_Okuma Metni_:

------------------------------------------------

Emsal Mahkeme Kararı İzmir Bölge Adliye Mahkemesi 11. Hukuk Dairesi 2022/1221 E. 2022/1363 K. 30.09.2022 T.

Görüntülediğiniz mahkeme kararı kesinleşmiş bir karardır.

T.C.
İZMİR
BÖLGE ADLİYE MAHKEMESİ
11. HUKUK DAİRESİ

DOSYA NO : 2022/1221
KARAR NO : 2022/1363

T Ü R K M İ L L E T İ A D I N A
B Ö L G E A D L İ Y E M A H K E M E S İ K A R A R I

İNCELENEN KARARIN
MAHKEMESİ : İZMİR 6. ASLİYE TİCARET MAHKEMESİ
TARİHİ : 21.07.2022
NUMARASI : 2022/486 E.

------------------------------------------------

_Alıştırmalar_:
[A] Mahkeme kararında incelenen kararı hangi mahkeme vermiştir?
[B] Mahkeme kararının "T Ü R K M İ" sözcüklerini içeren yerle açılıp "NUMARASI : 2022/486 E." ile kapanan kısmını aynen yazdırın.
[C] Mahkeme kararını kaldığı yerden sürdürün.
Ardından gelen listenin mahkeme kararıyla hiçbir bağlantısı yoktur.

_Kaynak Malzeme_:
------------------------------------------------

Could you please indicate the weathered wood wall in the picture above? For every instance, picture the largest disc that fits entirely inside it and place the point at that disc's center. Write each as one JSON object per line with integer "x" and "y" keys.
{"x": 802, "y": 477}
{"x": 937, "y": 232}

------------------------------------------------

_Alıştırma Cevapları_:
[A] İzmir 6. Asliye Ticaret Mahkemesi.

[B]
T Ü R K M İ L L E T İ A D I N A
B Ö L G E A D L İ Y E M A H K E M E S İ K A R A R I

İNCELENEN KARARIN
MAHKEMESİ : İZMİR 6. ASLİYE TİCARET MAHKEMESİ
TARİHİ : 21.07.2022
NUMARASI : 2022/486 E.

[C]
TALEBİNKONUSU : İhtiyati Tedbir
KARAR TARİHİ : 30.09.2022
KARAR YAZIM TARİHİ : 30.09.2022

İzmir 6. Asliye Ticaret Mahkemesinin 21.07.2022 tarih 2022/486 E. sayılı kararın Dairemizce incelenmesi ihtiyati tedbir isteyen davacı vekili tarafından istenmiş ve istinaf dilekçesinin süresi içinde verildiği anlaşılmış olmakla, üye hakim … tarafından düzenlenen rapor dinlenip ve yine dosya içerisindeki dilekçe, layihalar, duruşma tutanakları ve tüm belgeler okunup, incelendi.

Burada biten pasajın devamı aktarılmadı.